-- START --

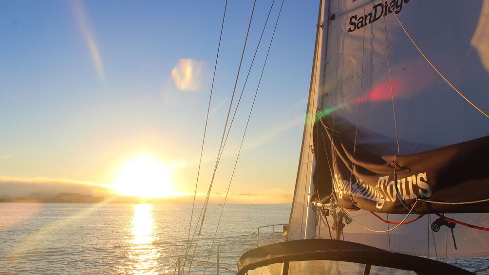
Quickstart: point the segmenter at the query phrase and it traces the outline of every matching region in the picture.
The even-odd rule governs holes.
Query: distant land
[[[105,200],[105,197],[104,196],[94,197],[92,195],[82,195],[78,193],[68,192],[34,192],[26,196],[15,198],[8,195],[0,197],[0,202],[97,203],[102,202]]]

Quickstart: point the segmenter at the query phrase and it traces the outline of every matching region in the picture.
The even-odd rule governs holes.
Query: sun
[[[114,189],[120,195],[141,198],[168,197],[175,193],[171,169],[148,155],[135,157],[121,167]]]

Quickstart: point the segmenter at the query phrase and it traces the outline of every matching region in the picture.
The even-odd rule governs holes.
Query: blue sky
[[[271,4],[258,2],[238,95]],[[202,190],[210,181],[253,3],[228,3]],[[149,153],[174,168],[177,189],[191,191],[224,4],[0,2],[0,176],[110,184],[125,162]],[[216,192],[224,192],[228,183],[280,4],[244,89]],[[236,193],[293,192],[317,5],[285,1],[233,180]],[[196,90],[176,85],[172,72],[181,60],[201,66],[203,81]]]

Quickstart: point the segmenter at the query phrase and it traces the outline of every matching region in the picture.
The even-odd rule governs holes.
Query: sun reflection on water
[[[129,258],[135,274],[156,273],[159,257],[155,241],[155,219],[151,204],[134,205]]]

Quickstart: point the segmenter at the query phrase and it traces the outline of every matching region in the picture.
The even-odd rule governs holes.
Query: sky
[[[272,2],[255,7],[231,116],[244,93],[212,200],[231,181],[281,3],[274,3],[244,88]],[[116,187],[121,181],[133,185],[130,193],[145,188],[146,180],[153,182],[146,188],[167,188],[153,196],[187,202],[199,170],[201,197],[211,182],[253,5],[228,3],[199,170],[225,2],[0,1],[0,197],[127,194]],[[233,176],[231,203],[291,202],[318,3],[285,1]],[[148,175],[155,170],[166,175]]]

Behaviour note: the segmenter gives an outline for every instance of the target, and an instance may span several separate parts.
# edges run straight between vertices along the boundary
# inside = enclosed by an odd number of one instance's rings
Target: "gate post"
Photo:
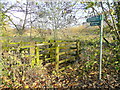
[[[56,66],[55,69],[56,71],[59,71],[59,45],[56,43],[56,50],[55,50],[55,62],[56,62]]]
[[[79,40],[76,41],[76,48],[77,48],[76,59],[80,59],[80,57],[79,57],[79,54],[80,54],[80,41]]]

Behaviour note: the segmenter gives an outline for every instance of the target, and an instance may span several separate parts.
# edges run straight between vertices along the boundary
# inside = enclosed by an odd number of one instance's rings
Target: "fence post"
[[[79,54],[80,54],[80,41],[79,40],[76,41],[76,48],[77,48],[76,59],[80,59],[80,57],[79,57]]]
[[[35,59],[33,58],[33,56],[35,55],[35,42],[31,41],[30,46],[33,46],[33,47],[30,47],[30,56],[32,60],[31,66],[33,67],[35,64]]]
[[[59,45],[56,43],[56,50],[55,50],[55,60],[56,60],[56,71],[59,71]]]
[[[37,46],[37,42],[36,42],[36,46],[35,46],[35,51],[36,51],[36,64],[37,65],[42,65],[42,60],[40,61],[40,59],[39,59],[39,46]]]

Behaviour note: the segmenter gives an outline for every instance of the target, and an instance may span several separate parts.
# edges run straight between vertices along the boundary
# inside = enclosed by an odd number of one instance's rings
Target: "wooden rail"
[[[79,59],[80,54],[80,41],[13,42],[8,47],[10,52],[19,52],[21,56],[30,57],[31,67],[54,63],[56,71],[69,67],[61,68],[60,65]]]

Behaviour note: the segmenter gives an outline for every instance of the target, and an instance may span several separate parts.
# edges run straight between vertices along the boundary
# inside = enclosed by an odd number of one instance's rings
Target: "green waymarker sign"
[[[103,15],[94,16],[87,19],[90,26],[100,26],[100,60],[99,60],[99,80],[102,76],[102,36],[103,36]]]

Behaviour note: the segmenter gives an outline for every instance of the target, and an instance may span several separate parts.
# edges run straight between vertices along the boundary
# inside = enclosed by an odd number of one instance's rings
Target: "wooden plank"
[[[76,51],[77,49],[73,49],[73,50],[68,50],[66,52],[60,52],[59,55],[63,55],[63,54],[67,54],[67,53],[70,53],[70,52],[74,52]]]

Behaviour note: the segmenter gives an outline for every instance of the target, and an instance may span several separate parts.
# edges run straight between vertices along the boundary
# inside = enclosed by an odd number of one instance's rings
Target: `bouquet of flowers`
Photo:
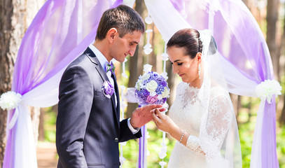
[[[127,100],[143,106],[163,104],[169,97],[169,88],[165,78],[157,72],[148,71],[139,77],[135,88],[128,88]]]

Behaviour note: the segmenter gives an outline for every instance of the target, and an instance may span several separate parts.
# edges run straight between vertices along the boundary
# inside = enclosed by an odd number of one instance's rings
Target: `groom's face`
[[[120,62],[123,62],[128,55],[132,57],[141,37],[141,32],[138,31],[126,34],[123,37],[117,33],[111,48],[111,57]]]

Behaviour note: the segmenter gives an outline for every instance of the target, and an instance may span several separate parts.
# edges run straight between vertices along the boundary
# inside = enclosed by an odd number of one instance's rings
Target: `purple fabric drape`
[[[117,0],[113,4],[111,1],[105,0],[48,0],[22,38],[14,66],[12,90],[24,95],[58,73],[63,73],[65,67],[95,40],[103,12],[122,3],[123,0]],[[60,80],[60,78],[57,78],[51,85],[56,88]],[[55,100],[53,103],[45,106],[55,105],[57,94],[53,95],[53,99]],[[14,111],[9,112],[7,125]],[[22,119],[20,116],[18,120]],[[21,130],[16,129],[18,122],[7,130],[4,168],[15,167],[15,163],[19,164],[21,162],[23,162],[22,167],[33,167],[25,162],[29,155],[15,159],[16,153],[28,152],[16,148],[20,141],[25,141],[25,135],[20,134]],[[35,148],[29,150],[31,153],[36,151]]]

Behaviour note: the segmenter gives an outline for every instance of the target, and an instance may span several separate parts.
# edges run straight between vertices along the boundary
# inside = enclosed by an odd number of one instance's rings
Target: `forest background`
[[[277,98],[277,150],[281,168],[285,168],[285,1],[284,0],[243,0],[258,23],[266,39],[274,71],[274,78],[283,87],[282,95]],[[22,38],[33,18],[44,4],[44,0],[1,0],[0,1],[0,94],[11,90],[13,71]],[[136,0],[134,9],[146,18],[148,12],[142,0]],[[148,63],[153,65],[153,71],[162,72],[162,54],[165,43],[161,35],[153,23],[146,24],[146,28],[153,29],[150,34],[150,43],[153,51],[148,56],[143,51],[146,43],[146,34],[144,34],[137,48],[134,57],[127,57],[126,73],[129,78],[121,76],[122,66],[116,63],[116,74],[119,85],[134,87],[137,78],[143,74],[143,65]],[[170,62],[167,62],[168,83],[171,89],[171,97],[167,103],[171,105],[175,97],[176,85],[180,81],[173,74]],[[131,73],[130,73],[131,71]],[[231,94],[237,115],[239,137],[242,146],[243,167],[249,167],[251,145],[256,120],[256,111],[260,99]],[[125,118],[130,117],[132,111],[137,106],[128,104]],[[48,142],[55,146],[55,121],[57,113],[57,106],[40,108],[31,107],[35,141],[38,144]],[[0,168],[2,167],[4,150],[6,142],[7,111],[0,108]],[[158,153],[160,150],[162,133],[153,122],[148,124],[150,138],[148,139],[149,155],[147,158],[148,167],[160,167]],[[168,162],[171,151],[176,140],[167,136]],[[282,140],[283,139],[283,140]],[[123,156],[126,160],[123,167],[136,167],[138,156],[138,141],[132,140],[123,146]],[[58,157],[51,158],[56,164]],[[39,167],[41,168],[41,167]]]

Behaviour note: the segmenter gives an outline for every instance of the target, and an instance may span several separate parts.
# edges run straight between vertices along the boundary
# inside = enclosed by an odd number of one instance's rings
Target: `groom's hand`
[[[153,115],[155,108],[159,108],[160,111],[164,111],[166,109],[160,104],[151,104],[137,108],[136,110],[132,112],[130,123],[134,129],[141,127],[145,124],[148,123],[153,119]]]

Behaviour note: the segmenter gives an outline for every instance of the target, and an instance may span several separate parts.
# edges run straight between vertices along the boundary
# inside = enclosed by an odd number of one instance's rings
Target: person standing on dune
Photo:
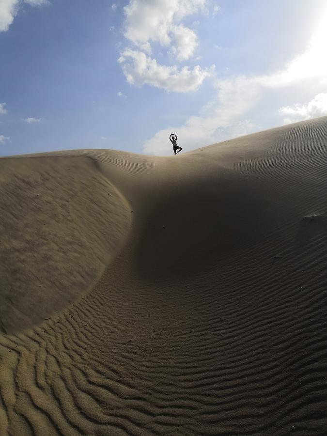
[[[177,143],[176,142],[177,140],[177,135],[175,135],[174,133],[171,133],[171,136],[169,137],[169,139],[172,144],[174,153],[175,155],[177,155],[177,153],[179,153],[180,151],[181,151],[181,150],[183,150],[181,147],[179,147],[178,145],[177,145]],[[177,150],[178,150],[178,151]]]

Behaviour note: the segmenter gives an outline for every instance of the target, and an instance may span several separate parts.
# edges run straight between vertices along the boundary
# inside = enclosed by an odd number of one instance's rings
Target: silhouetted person
[[[181,147],[179,147],[178,145],[177,145],[177,143],[176,142],[176,141],[177,140],[177,135],[175,135],[174,133],[171,133],[171,136],[169,137],[169,139],[171,140],[171,142],[172,144],[172,148],[174,149],[174,153],[175,155],[177,155],[177,153],[179,153],[181,150],[183,150]]]

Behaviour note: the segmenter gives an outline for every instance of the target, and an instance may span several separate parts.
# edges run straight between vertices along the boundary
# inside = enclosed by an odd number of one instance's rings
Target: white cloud
[[[193,56],[194,50],[198,46],[197,37],[195,32],[182,25],[175,26],[171,29],[175,45],[172,46],[170,52],[178,61],[186,61]]]
[[[19,0],[0,1],[0,31],[6,32],[17,14]]]
[[[178,61],[191,58],[199,44],[198,37],[182,21],[196,13],[205,12],[207,1],[129,0],[124,8],[124,36],[135,47],[122,50],[118,59],[129,83],[186,93],[197,90],[212,75],[214,66],[179,68],[175,65],[161,65],[151,56],[152,44],[157,43],[167,47],[168,54]]]
[[[214,6],[213,9],[212,10],[213,17],[216,16],[219,12],[221,9],[221,8],[220,7],[220,6],[218,6],[218,4],[215,4]]]
[[[279,113],[282,116],[288,116],[283,119],[284,124],[327,115],[327,93],[318,94],[309,103],[303,105],[296,104],[292,107],[283,106],[280,109]]]
[[[6,32],[23,3],[31,6],[48,4],[48,0],[0,0],[0,32]]]
[[[197,90],[203,80],[212,74],[214,66],[202,69],[199,65],[190,69],[185,66],[178,69],[176,66],[158,64],[144,53],[127,49],[121,53],[118,62],[127,82],[142,86],[150,85],[167,91],[187,93]]]
[[[185,151],[250,133],[254,126],[246,114],[260,100],[264,91],[276,93],[286,86],[301,86],[304,81],[310,79],[318,83],[323,81],[327,77],[327,58],[323,55],[327,51],[327,11],[302,54],[276,73],[217,80],[217,95],[198,115],[189,117],[181,125],[171,126],[157,132],[144,144],[144,152],[156,155],[170,154],[168,137],[171,132],[176,132],[180,145]],[[284,123],[327,114],[326,95],[318,94],[306,104],[281,108],[280,113],[287,116]]]
[[[4,115],[4,114],[7,113],[7,109],[4,107],[6,106],[6,103],[0,103],[0,114]]]
[[[144,144],[143,151],[158,156],[171,154],[168,138],[172,132],[178,136],[179,145],[187,151],[252,131],[254,126],[249,120],[238,119],[257,99],[255,86],[248,85],[244,77],[218,83],[217,95],[199,115],[189,117],[179,127],[160,130]]]
[[[204,7],[206,0],[130,0],[124,8],[124,35],[150,54],[151,43],[167,47],[179,60],[189,59],[198,45],[193,31],[181,24],[186,16]]]
[[[10,140],[9,136],[3,136],[3,135],[0,135],[0,144],[4,144],[7,141]]]
[[[43,6],[43,5],[48,4],[48,0],[24,0],[25,3],[31,6]]]
[[[28,118],[24,118],[23,120],[23,121],[25,121],[25,123],[28,123],[30,124],[32,123],[42,123],[43,121],[43,118],[33,118],[32,117],[30,117]]]

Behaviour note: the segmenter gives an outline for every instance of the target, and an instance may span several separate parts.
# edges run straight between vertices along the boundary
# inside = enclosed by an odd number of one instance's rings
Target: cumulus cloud
[[[172,46],[179,60],[189,59],[198,45],[193,31],[181,21],[203,9],[206,0],[130,0],[124,8],[124,35],[139,48],[151,53],[151,44]]]
[[[29,118],[24,118],[23,121],[25,123],[31,124],[33,123],[42,123],[43,120],[42,118],[33,118],[32,117],[30,117]]]
[[[10,140],[9,136],[3,136],[3,135],[0,135],[0,144],[4,144],[7,141]]]
[[[143,146],[149,154],[171,154],[168,138],[172,132],[179,136],[185,151],[253,131],[249,120],[238,118],[250,109],[258,98],[256,87],[248,85],[246,78],[221,81],[216,84],[217,93],[199,115],[189,117],[181,126],[170,127],[157,132]]]
[[[19,0],[0,1],[0,31],[6,32],[17,14]]]
[[[6,103],[0,103],[0,114],[4,115],[4,114],[7,113],[7,109],[4,107],[6,106]]]
[[[275,92],[286,86],[301,86],[311,79],[321,83],[327,77],[327,13],[321,18],[315,34],[303,52],[283,68],[271,74],[238,76],[217,80],[215,97],[181,125],[160,130],[145,142],[145,153],[157,155],[171,153],[168,138],[172,132],[179,136],[186,151],[251,133],[255,128],[247,112],[262,98],[264,91]],[[284,124],[327,114],[327,94],[318,94],[308,103],[281,108]]]
[[[216,16],[219,12],[221,9],[221,8],[219,6],[218,6],[218,4],[215,4],[212,10],[213,17]]]
[[[48,0],[0,0],[0,32],[6,32],[18,13],[22,2],[31,6],[47,4]]]
[[[130,0],[124,8],[124,36],[134,46],[125,48],[118,59],[129,83],[147,84],[167,91],[186,93],[197,90],[211,75],[213,68],[199,65],[178,68],[159,63],[152,55],[154,43],[166,47],[178,62],[191,58],[199,43],[194,31],[182,21],[205,10],[207,0]]]
[[[283,106],[279,109],[284,118],[284,124],[309,120],[327,115],[327,93],[318,94],[309,103],[303,105],[296,104],[293,106]]]
[[[187,93],[195,91],[205,78],[212,74],[214,67],[202,69],[197,65],[191,69],[185,66],[160,65],[141,51],[125,50],[118,59],[127,82],[137,86],[147,84],[167,91]]]
[[[24,1],[31,6],[43,6],[49,3],[48,0],[24,0]]]

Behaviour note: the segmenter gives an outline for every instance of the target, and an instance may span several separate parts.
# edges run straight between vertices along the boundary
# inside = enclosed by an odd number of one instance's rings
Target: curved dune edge
[[[0,159],[0,327],[21,331],[98,280],[130,230],[130,207],[86,156]]]
[[[0,336],[0,434],[325,434],[327,139],[78,152],[133,225],[89,293]]]

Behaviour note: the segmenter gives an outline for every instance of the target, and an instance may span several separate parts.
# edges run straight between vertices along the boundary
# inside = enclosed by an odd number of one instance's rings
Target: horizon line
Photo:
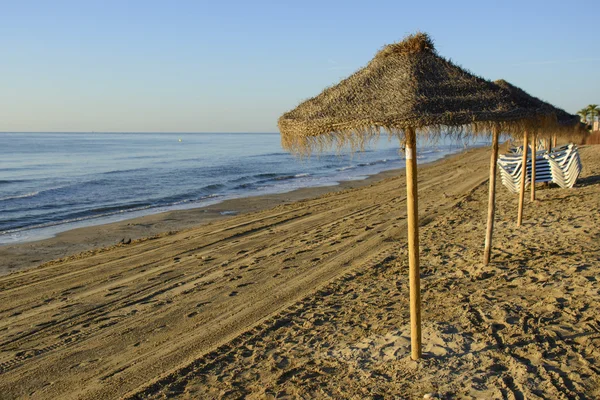
[[[0,133],[173,133],[173,134],[204,134],[204,133],[235,133],[235,134],[276,134],[280,132],[241,132],[241,131],[223,131],[223,132],[210,132],[210,131],[0,131]]]

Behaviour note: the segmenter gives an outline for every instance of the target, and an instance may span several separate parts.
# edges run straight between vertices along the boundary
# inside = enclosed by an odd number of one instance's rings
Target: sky
[[[0,131],[277,132],[416,31],[486,79],[600,103],[595,1],[0,0]]]

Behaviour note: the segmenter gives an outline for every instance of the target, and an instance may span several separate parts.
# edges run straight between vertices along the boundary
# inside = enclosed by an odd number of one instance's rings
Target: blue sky
[[[569,112],[600,103],[593,1],[0,0],[0,131],[275,132],[417,30]]]

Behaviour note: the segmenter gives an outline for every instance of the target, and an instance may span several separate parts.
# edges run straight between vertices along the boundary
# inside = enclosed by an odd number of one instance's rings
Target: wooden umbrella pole
[[[410,285],[411,358],[421,358],[421,276],[419,272],[419,205],[417,193],[417,139],[406,130],[406,208],[408,213],[408,265]]]
[[[498,165],[498,136],[500,127],[494,126],[492,133],[492,157],[490,159],[490,189],[488,199],[488,226],[485,232],[485,249],[483,251],[483,265],[488,265],[491,257],[492,233],[494,232],[494,214],[496,212],[496,168]]]
[[[519,192],[519,213],[517,215],[517,226],[521,226],[523,221],[523,203],[525,202],[525,181],[527,180],[527,148],[529,141],[527,131],[523,136],[523,162],[521,164],[521,191]]]
[[[537,155],[537,135],[531,138],[531,201],[535,201],[535,157]]]

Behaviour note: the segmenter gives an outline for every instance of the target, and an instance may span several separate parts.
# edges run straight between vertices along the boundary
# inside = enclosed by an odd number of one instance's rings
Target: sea
[[[483,142],[419,144],[426,163]],[[0,245],[404,168],[396,139],[298,159],[276,133],[0,133]],[[234,214],[236,210],[225,210]]]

-- END --

* **Task instructions**
Output the entries as a numbered list, starting at their first line and stopping after the line containing "Query: distant land". Leave out blank lines and any pictures.

* **Answer for the task**
1. Quickstart: point the segmenter at the query phrase and it traces the outline of every matching region in the picture.
2. The even-odd rule governs holes.
3. Query: distant land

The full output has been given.